■ Job 1:
Answer these questions from the post about "Midnight Special," one per line:
(a) Among whom is the song thought to have originated?
(b) In what style has the song historically been performed?
(c) Who first recorded lyrics from the song in print, and in what year?
■ Job 2:
Reproduce the part of the post about "Midnight Special" starting with "Post by Elecktrablue" and going on through "Odum in 1905.".

--- Begin Text to read ---

Post by Elecktrablue » August 14th, 2009, 1:29 pm

"Midnight Special" is a traditional folk song thought to have originated among prisoners in the American South. The title comes from the refrain which refers to the Midnight Special and its "ever-loving light" (sometimes "ever-living light").

"Let the Midnight Special shine her light on me,
Let the Midnight Special shine her ever-loving light on me". (Traditional)

The song is historically performed in the country-blues style from the viewpoint of the prisoner. The song has been covered by many different artists.

Lyrics appearing in the song were first recorded in print by Howard Odum in 1905.

"Get up in the mornin' when ding dong rings,
Look at table—see the same dam thing".

--- End Text to read ---
--- Begin Given entries ---

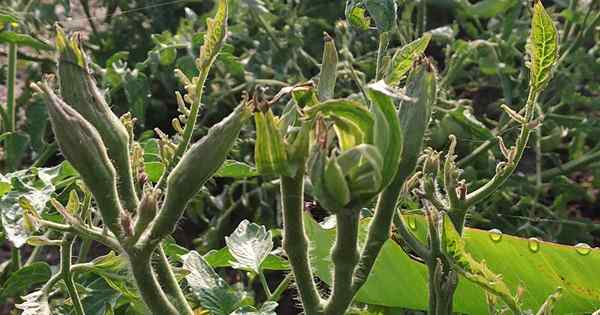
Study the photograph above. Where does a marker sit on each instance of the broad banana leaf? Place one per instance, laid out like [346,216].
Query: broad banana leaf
[399,281]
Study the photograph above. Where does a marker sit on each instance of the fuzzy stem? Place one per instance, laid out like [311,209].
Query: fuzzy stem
[265,285]
[10,124]
[283,285]
[384,39]
[170,284]
[379,228]
[295,242]
[147,284]
[501,177]
[344,256]
[65,270]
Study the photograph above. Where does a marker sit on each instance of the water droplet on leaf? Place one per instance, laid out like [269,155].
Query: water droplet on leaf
[534,244]
[583,248]
[495,235]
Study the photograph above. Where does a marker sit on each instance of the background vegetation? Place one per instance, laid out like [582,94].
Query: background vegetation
[135,46]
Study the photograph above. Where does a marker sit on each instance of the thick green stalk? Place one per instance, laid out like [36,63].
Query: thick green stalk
[414,119]
[170,285]
[10,123]
[384,40]
[78,89]
[491,186]
[344,256]
[65,269]
[295,241]
[195,168]
[147,283]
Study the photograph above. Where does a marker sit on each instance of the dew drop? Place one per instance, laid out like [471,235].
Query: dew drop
[495,235]
[412,222]
[534,244]
[583,248]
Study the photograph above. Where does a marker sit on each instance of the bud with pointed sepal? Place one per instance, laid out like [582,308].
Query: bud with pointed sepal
[78,89]
[82,146]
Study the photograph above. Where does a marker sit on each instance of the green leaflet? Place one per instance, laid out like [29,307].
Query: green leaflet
[383,12]
[335,182]
[214,38]
[473,270]
[488,8]
[404,57]
[394,271]
[23,279]
[23,40]
[316,167]
[356,16]
[387,134]
[414,115]
[269,152]
[542,46]
[250,245]
[328,70]
[35,303]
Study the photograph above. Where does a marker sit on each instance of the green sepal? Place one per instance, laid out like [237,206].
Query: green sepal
[270,150]
[387,133]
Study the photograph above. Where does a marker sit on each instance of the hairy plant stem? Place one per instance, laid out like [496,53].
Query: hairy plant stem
[147,283]
[65,269]
[501,177]
[170,285]
[188,129]
[283,285]
[384,40]
[344,256]
[295,241]
[9,122]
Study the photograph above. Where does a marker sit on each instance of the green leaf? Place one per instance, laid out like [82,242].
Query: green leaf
[23,40]
[538,272]
[137,91]
[214,38]
[268,308]
[167,55]
[356,16]
[383,12]
[542,47]
[469,123]
[213,293]
[387,134]
[475,271]
[23,279]
[5,185]
[249,244]
[154,170]
[12,204]
[100,298]
[328,74]
[270,154]
[489,8]
[235,169]
[35,303]
[404,58]
[223,258]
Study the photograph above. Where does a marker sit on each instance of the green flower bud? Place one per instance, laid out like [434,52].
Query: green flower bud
[316,166]
[196,166]
[82,146]
[335,182]
[78,89]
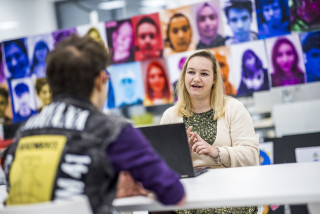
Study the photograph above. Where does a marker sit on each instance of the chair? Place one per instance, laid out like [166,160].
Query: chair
[78,205]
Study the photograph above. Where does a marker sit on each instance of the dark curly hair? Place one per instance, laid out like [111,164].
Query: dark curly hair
[74,64]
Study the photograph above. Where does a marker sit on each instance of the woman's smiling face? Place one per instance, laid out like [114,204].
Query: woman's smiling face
[199,77]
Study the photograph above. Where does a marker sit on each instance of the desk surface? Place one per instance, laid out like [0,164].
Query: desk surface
[296,183]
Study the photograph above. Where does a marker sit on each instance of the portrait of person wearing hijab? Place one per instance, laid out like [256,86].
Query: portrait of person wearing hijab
[148,40]
[120,41]
[178,34]
[207,18]
[16,58]
[157,85]
[311,49]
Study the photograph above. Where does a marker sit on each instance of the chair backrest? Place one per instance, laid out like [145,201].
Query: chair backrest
[78,205]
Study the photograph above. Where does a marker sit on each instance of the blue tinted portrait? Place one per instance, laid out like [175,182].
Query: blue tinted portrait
[38,66]
[61,34]
[273,17]
[16,58]
[128,87]
[22,103]
[239,17]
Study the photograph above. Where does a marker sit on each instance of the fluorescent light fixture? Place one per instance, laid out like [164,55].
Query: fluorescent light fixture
[158,3]
[111,5]
[148,10]
[8,25]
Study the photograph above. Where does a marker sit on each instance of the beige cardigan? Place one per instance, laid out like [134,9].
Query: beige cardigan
[235,138]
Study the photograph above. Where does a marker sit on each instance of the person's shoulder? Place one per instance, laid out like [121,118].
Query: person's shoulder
[171,110]
[232,104]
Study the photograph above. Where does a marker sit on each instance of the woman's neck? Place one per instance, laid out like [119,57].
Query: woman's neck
[157,95]
[201,105]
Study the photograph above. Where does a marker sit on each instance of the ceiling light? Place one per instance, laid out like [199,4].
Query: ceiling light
[8,25]
[158,3]
[111,5]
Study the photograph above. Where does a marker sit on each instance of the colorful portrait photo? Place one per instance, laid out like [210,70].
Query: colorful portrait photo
[23,99]
[59,35]
[273,18]
[16,59]
[178,29]
[223,57]
[209,24]
[240,23]
[147,36]
[175,64]
[250,67]
[127,84]
[156,82]
[286,60]
[120,41]
[97,31]
[304,15]
[311,50]
[5,104]
[2,76]
[43,92]
[39,47]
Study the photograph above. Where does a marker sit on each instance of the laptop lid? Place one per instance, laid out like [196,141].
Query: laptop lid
[171,143]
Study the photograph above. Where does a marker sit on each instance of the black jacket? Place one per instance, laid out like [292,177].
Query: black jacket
[61,152]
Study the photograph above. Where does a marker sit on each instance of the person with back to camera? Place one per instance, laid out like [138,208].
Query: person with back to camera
[305,15]
[43,92]
[285,61]
[208,24]
[87,148]
[239,16]
[16,58]
[148,39]
[4,102]
[274,18]
[220,129]
[179,34]
[254,77]
[38,66]
[311,49]
[157,85]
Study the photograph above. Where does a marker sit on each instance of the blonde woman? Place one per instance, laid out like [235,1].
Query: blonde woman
[220,129]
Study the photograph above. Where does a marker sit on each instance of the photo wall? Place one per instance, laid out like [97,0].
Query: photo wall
[259,44]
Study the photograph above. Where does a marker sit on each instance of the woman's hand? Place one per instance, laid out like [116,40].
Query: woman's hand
[200,146]
[127,186]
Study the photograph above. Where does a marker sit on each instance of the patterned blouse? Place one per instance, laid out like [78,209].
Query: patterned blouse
[206,127]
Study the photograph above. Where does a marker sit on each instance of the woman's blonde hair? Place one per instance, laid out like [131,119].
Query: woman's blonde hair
[184,105]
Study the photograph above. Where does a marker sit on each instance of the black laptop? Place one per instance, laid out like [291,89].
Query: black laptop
[171,143]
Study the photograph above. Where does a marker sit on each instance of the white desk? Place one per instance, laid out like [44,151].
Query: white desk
[296,183]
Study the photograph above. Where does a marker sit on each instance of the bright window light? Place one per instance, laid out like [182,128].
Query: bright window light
[111,5]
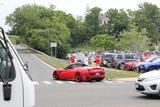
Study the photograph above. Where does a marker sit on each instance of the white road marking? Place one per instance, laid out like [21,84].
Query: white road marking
[47,82]
[44,62]
[107,82]
[71,82]
[35,82]
[59,82]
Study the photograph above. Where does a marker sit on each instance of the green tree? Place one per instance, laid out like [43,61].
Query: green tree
[148,16]
[118,21]
[133,40]
[104,40]
[39,26]
[93,22]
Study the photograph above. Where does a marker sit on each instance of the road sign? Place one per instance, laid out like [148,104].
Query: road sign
[53,44]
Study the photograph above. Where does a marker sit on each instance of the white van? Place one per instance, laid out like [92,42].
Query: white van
[16,89]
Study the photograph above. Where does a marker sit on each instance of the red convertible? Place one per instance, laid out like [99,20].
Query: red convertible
[79,72]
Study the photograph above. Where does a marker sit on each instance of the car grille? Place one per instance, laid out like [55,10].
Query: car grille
[93,74]
[140,88]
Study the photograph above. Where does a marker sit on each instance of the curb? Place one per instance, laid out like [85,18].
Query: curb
[125,79]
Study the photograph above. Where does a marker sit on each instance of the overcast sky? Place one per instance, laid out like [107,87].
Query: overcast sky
[75,7]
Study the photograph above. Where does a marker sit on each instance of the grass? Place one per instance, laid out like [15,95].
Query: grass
[111,74]
[51,62]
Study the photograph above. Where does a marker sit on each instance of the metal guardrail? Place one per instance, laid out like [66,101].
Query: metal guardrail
[56,59]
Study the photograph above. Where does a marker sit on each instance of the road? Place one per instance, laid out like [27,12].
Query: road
[51,93]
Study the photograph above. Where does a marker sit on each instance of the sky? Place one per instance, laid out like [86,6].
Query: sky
[75,7]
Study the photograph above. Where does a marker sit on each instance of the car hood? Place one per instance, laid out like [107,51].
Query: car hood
[151,74]
[132,62]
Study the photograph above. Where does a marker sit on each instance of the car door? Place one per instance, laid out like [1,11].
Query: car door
[11,86]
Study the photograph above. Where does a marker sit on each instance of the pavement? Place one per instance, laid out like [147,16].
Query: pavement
[125,79]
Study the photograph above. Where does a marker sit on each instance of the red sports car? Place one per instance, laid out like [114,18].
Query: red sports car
[79,72]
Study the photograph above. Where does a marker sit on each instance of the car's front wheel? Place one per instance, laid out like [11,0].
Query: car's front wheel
[78,77]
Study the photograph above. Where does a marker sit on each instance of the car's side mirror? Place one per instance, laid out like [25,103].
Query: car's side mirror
[26,66]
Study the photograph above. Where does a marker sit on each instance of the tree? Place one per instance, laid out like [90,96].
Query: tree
[39,26]
[133,40]
[104,40]
[25,18]
[93,22]
[148,16]
[118,21]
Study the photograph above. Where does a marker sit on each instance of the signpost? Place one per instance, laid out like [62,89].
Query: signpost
[54,45]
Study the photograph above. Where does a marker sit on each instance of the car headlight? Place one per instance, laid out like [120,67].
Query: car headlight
[146,79]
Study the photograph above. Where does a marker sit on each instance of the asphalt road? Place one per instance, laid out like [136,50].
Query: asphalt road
[51,93]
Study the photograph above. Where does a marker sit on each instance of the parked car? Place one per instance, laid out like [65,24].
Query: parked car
[150,66]
[118,60]
[147,60]
[148,54]
[79,72]
[130,65]
[149,83]
[106,59]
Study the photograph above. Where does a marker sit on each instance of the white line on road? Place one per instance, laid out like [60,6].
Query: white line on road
[35,82]
[107,82]
[59,82]
[120,81]
[47,82]
[44,62]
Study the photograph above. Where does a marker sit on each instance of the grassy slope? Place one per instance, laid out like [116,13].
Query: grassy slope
[110,73]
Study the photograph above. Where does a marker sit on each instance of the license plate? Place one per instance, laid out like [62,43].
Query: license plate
[97,73]
[136,85]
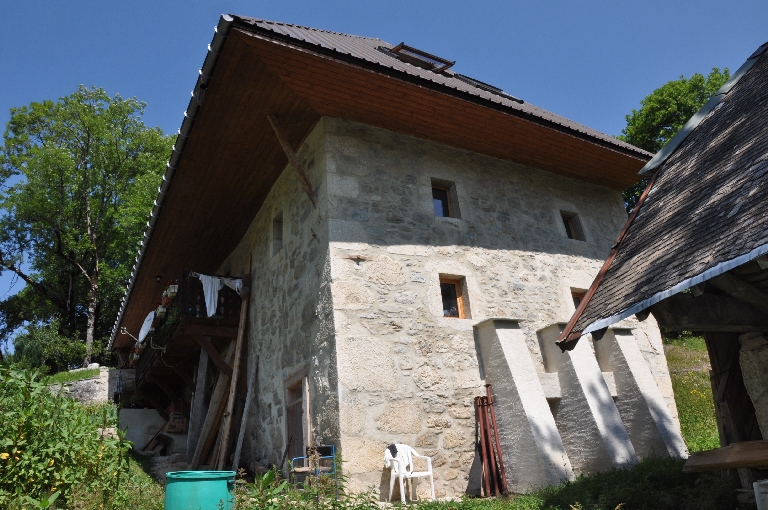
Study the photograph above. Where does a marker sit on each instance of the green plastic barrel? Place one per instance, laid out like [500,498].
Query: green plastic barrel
[199,490]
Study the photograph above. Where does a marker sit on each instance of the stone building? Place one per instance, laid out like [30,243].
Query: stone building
[694,256]
[408,234]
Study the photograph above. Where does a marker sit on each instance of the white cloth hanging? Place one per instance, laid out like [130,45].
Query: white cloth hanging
[211,287]
[401,457]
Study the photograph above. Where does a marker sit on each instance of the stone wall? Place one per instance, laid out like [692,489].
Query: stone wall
[290,329]
[354,291]
[406,373]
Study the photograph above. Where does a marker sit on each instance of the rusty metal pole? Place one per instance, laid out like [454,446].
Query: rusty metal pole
[492,472]
[497,440]
[483,452]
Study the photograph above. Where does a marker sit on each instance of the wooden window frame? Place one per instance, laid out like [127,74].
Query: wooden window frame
[450,199]
[299,381]
[459,285]
[277,242]
[449,188]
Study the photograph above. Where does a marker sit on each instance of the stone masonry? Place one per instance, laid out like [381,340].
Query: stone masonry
[353,300]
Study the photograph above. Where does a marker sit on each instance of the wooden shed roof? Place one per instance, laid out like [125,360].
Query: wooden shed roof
[703,213]
[227,156]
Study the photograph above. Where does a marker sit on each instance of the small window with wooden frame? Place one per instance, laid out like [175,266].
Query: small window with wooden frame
[577,296]
[444,199]
[454,297]
[297,419]
[572,225]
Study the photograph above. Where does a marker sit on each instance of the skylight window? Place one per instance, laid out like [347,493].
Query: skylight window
[420,58]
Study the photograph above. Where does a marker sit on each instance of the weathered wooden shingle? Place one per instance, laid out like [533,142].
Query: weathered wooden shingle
[707,208]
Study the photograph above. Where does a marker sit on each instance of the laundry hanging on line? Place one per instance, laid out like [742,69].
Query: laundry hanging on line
[211,287]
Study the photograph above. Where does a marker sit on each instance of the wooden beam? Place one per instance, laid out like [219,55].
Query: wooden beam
[158,381]
[185,377]
[208,430]
[709,312]
[749,454]
[294,161]
[227,425]
[741,290]
[248,396]
[214,331]
[205,343]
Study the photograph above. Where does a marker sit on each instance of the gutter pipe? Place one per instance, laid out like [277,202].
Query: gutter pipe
[221,31]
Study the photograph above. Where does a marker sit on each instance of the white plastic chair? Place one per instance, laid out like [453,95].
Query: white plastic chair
[406,471]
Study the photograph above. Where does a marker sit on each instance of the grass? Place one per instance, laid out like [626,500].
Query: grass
[77,375]
[689,369]
[653,484]
[138,490]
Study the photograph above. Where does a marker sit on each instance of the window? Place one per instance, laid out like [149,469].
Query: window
[277,234]
[452,293]
[572,226]
[577,296]
[444,199]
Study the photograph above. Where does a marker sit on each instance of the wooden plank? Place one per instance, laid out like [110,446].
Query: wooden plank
[708,312]
[185,376]
[294,161]
[214,438]
[248,396]
[213,415]
[210,331]
[227,425]
[156,404]
[158,381]
[748,454]
[214,355]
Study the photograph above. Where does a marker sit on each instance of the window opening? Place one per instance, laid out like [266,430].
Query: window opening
[442,202]
[572,226]
[577,296]
[419,58]
[277,234]
[444,199]
[451,291]
[295,417]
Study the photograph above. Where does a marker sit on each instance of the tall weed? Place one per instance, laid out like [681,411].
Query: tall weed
[50,444]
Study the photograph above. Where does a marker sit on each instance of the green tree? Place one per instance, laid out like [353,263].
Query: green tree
[663,112]
[80,174]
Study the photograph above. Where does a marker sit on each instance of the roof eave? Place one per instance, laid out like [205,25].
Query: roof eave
[221,32]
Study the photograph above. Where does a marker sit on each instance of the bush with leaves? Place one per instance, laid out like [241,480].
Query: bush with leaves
[50,444]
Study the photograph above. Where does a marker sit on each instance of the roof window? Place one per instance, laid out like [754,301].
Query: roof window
[486,87]
[420,58]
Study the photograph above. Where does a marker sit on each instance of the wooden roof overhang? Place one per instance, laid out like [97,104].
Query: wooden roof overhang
[232,157]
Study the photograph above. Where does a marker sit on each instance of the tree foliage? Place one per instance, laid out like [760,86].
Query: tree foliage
[80,175]
[663,112]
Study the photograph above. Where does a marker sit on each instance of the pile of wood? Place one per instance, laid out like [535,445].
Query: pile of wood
[489,462]
[214,447]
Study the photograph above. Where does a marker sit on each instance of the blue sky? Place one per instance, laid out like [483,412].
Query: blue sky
[590,61]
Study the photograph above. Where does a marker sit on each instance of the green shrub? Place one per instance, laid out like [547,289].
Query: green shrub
[65,377]
[51,444]
[689,370]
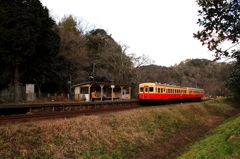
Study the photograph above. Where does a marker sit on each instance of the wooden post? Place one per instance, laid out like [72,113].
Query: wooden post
[101,85]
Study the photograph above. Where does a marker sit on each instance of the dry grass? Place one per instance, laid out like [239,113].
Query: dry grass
[114,135]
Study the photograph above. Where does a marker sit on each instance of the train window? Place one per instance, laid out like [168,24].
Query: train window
[84,90]
[146,89]
[150,89]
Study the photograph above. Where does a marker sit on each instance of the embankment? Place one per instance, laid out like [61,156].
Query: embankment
[149,132]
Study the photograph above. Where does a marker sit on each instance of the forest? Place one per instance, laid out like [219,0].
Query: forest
[36,49]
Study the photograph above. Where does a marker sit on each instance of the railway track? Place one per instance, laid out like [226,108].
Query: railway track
[48,115]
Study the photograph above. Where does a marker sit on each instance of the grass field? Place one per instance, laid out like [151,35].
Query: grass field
[124,134]
[222,143]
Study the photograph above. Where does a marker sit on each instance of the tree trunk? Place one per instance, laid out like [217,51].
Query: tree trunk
[16,84]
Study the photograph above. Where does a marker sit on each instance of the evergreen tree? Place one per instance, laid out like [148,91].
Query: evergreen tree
[28,42]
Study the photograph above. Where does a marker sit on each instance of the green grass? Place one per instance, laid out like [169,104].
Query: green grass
[222,143]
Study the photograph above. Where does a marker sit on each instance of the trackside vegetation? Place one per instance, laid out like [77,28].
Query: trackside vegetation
[126,134]
[222,142]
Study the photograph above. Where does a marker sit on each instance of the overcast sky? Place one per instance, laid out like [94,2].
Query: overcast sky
[163,30]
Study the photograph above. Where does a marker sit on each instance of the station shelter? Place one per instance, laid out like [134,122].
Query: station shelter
[104,91]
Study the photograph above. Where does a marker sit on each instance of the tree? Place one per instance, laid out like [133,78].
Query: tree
[220,20]
[28,42]
[107,58]
[73,51]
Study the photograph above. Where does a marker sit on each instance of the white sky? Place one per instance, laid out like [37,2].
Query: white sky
[161,29]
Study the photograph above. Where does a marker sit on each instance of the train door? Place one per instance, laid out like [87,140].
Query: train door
[146,92]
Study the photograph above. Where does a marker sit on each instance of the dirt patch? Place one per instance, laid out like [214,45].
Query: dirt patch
[176,144]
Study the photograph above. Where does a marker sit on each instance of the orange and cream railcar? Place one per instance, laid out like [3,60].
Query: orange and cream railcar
[157,91]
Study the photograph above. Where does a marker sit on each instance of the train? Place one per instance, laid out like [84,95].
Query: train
[157,92]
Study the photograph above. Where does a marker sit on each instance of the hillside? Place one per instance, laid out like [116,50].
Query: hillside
[203,73]
[162,131]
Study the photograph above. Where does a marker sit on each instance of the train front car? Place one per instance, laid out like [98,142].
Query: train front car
[195,94]
[147,93]
[150,93]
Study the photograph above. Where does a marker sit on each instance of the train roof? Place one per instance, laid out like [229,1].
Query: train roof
[167,85]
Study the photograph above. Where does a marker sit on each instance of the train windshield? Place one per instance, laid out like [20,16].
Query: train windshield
[150,89]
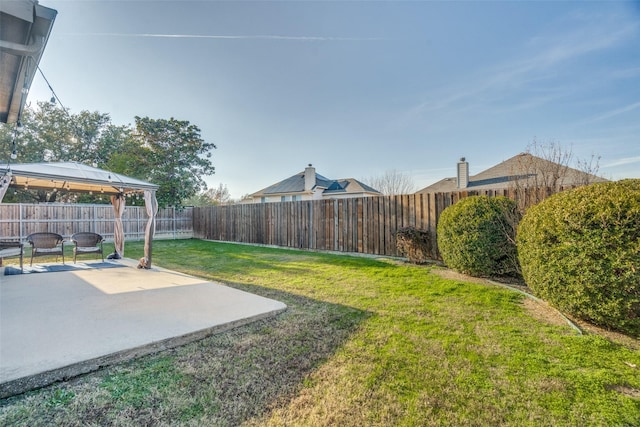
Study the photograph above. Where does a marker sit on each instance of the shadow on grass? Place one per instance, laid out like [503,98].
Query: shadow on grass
[224,379]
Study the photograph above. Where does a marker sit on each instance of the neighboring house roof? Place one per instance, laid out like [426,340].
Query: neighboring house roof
[524,167]
[296,184]
[24,30]
[350,185]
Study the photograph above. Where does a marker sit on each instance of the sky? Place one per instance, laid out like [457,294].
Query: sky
[359,88]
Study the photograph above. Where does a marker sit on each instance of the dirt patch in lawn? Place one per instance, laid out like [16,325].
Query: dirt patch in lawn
[538,309]
[543,311]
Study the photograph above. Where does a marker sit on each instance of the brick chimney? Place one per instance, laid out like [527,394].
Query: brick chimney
[463,173]
[309,177]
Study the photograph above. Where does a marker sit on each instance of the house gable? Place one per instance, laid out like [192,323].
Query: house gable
[524,167]
[293,188]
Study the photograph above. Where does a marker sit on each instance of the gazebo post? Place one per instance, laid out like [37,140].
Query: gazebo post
[5,180]
[151,205]
[118,201]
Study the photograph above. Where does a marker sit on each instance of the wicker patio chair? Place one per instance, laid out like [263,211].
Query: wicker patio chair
[87,243]
[46,244]
[11,250]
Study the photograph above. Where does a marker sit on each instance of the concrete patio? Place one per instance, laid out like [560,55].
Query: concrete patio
[57,325]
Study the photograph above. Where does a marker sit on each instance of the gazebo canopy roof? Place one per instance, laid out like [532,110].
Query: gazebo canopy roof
[73,176]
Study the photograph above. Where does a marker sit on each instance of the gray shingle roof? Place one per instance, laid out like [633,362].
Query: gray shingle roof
[502,175]
[295,184]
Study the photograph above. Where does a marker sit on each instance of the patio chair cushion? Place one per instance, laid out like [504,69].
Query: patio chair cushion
[46,244]
[87,243]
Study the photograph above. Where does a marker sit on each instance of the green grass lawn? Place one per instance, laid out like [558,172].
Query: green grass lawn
[364,342]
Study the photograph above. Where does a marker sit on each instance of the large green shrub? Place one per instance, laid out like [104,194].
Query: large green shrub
[477,236]
[580,250]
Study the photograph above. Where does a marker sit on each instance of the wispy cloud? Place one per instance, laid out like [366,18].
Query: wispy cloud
[617,112]
[226,37]
[623,161]
[543,58]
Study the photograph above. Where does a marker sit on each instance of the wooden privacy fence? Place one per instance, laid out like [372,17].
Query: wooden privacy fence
[20,219]
[364,225]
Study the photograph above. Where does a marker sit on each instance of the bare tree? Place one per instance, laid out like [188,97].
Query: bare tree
[544,169]
[392,182]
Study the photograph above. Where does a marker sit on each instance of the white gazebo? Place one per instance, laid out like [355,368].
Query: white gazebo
[76,177]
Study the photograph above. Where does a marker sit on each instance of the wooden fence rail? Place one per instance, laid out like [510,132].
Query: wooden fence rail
[363,225]
[21,219]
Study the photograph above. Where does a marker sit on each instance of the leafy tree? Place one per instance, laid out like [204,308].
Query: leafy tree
[212,197]
[169,153]
[172,154]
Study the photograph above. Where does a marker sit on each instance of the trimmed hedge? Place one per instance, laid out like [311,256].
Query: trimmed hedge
[415,244]
[580,251]
[476,236]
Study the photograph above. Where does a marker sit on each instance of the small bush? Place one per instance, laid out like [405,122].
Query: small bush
[414,244]
[580,250]
[476,236]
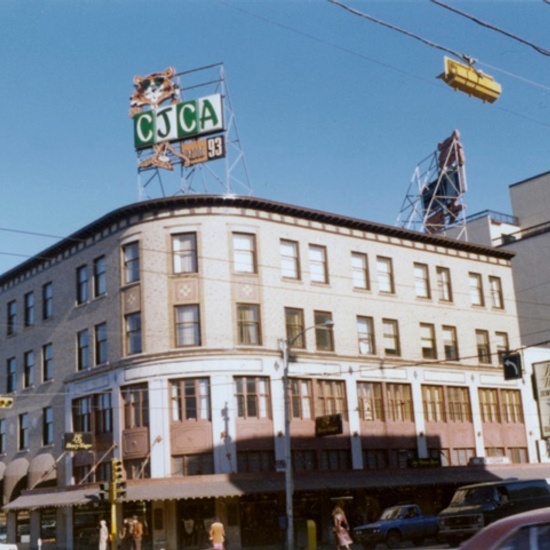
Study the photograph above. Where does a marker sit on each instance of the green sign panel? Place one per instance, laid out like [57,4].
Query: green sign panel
[184,120]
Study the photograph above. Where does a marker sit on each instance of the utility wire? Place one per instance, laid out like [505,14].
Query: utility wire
[539,49]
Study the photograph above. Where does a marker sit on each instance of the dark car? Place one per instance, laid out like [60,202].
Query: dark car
[525,531]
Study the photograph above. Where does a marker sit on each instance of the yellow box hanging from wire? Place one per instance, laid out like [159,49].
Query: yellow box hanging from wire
[467,79]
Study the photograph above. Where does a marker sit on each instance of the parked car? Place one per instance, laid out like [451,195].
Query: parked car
[397,524]
[528,530]
[475,506]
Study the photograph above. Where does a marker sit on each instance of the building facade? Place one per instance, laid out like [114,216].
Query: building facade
[159,329]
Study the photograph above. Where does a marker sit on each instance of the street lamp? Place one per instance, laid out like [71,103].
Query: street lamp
[285,346]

--- End Given entries ---

■ Correct answer 1:
(a) Among prisoners in the American South.
(b) In the country-blues style, from the viewpoint of the prisoner.
(c) Howard Odum, in 1905.

■ Correct answer 2:
Post by Elecktrablue » August 14th, 2009, 1:29 pm

"Midnight Special" is a traditional folk song thought to have originated among prisoners in the American South. The title comes from the refrain which refers to the Midnight Special and its "ever-loving light" (sometimes "ever-living light").

"Let the Midnight Special shine her light on me,
Let the Midnight Special shine her ever-loving light on me". (Traditional)

The song is historically performed in the country-blues style from the viewpoint of the prisoner. The song has been covered by many different artists.

Lyrics appearing in the song were first recorded in print by Howard Odum in 1905.